Point localization data >>
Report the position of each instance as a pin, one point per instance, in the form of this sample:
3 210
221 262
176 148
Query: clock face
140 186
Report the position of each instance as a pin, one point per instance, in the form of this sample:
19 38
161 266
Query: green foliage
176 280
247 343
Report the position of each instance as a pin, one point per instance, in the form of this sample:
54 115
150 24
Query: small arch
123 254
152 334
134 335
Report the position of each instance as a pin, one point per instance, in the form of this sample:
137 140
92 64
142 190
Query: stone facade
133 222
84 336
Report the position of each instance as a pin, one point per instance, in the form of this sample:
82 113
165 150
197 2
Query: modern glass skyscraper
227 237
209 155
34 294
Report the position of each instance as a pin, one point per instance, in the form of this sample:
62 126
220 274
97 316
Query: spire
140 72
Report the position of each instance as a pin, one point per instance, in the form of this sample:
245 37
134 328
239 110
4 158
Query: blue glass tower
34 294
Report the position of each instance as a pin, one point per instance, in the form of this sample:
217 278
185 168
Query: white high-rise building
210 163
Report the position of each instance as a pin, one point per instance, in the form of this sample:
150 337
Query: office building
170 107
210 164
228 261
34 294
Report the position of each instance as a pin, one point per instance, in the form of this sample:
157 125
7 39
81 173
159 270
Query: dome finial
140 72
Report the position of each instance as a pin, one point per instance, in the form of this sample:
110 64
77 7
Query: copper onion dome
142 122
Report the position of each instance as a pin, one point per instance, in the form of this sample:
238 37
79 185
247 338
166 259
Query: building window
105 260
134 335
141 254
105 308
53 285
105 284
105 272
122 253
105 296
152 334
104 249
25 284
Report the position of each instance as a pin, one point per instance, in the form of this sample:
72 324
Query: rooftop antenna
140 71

TASK TO CARRY OUT >>
Please restate every record shown above, word for word.

EXERCISE RESULT >>
Report the position of each instance as a pin, one point per instance, in the form of this sample:
3 210
221 262
176 148
Query: clock face
140 186
Report the position of each instance as a pin, one point per instance, in the form of this sample:
19 38
161 266
Query: green foliage
176 280
247 343
Report the position of each instance as a pin, one point per instance, in the form of this sample:
54 115
150 24
Query: small arch
123 254
152 334
134 335
Report the position of each instance as a pin, one point per instance, in the form of this sample:
137 140
92 64
142 190
Query: stone facade
133 222
84 336
Report the position of each instance as a pin, one point per instance, in the form of this sample:
82 113
165 150
197 2
Query: modern glass skyscraper
227 237
209 155
34 294
Report the position of each instance as a pin, one point per instance, in the form of this sample:
62 126
220 274
97 316
Query: spire
140 72
Report the position of each instance as a pin, one point per instance, in the form of this sample:
245 37
134 328
239 110
4 158
Query: blue glass tower
34 294
Report the position of each instance as a pin, one point per instance, in the form of this sample:
217 278
185 168
Query: white high-rise building
210 163
Report the position of each instance as a pin, one point per instance, in the form of this sample:
150 337
Query: office building
170 107
210 164
228 261
34 294
Report the position of each instance as a pin, one point per instance, in the form of this sample:
157 125
7 39
81 173
159 270
Query: dome finial
140 72
Report the position of each instance as a pin, one point per instance, in the form of this sample:
110 64
77 7
Query: copper onion dome
142 122
Report the position of each instance as a pin, one point per instance, in the form of this sample:
238 37
79 185
247 338
166 259
Query: building window
105 260
134 335
141 254
105 308
53 285
105 284
105 272
122 253
105 296
152 334
104 249
25 284
Report the position of each instance as a pin, one point per instance, in the form of this sample:
72 324
Query: rooftop antenna
140 71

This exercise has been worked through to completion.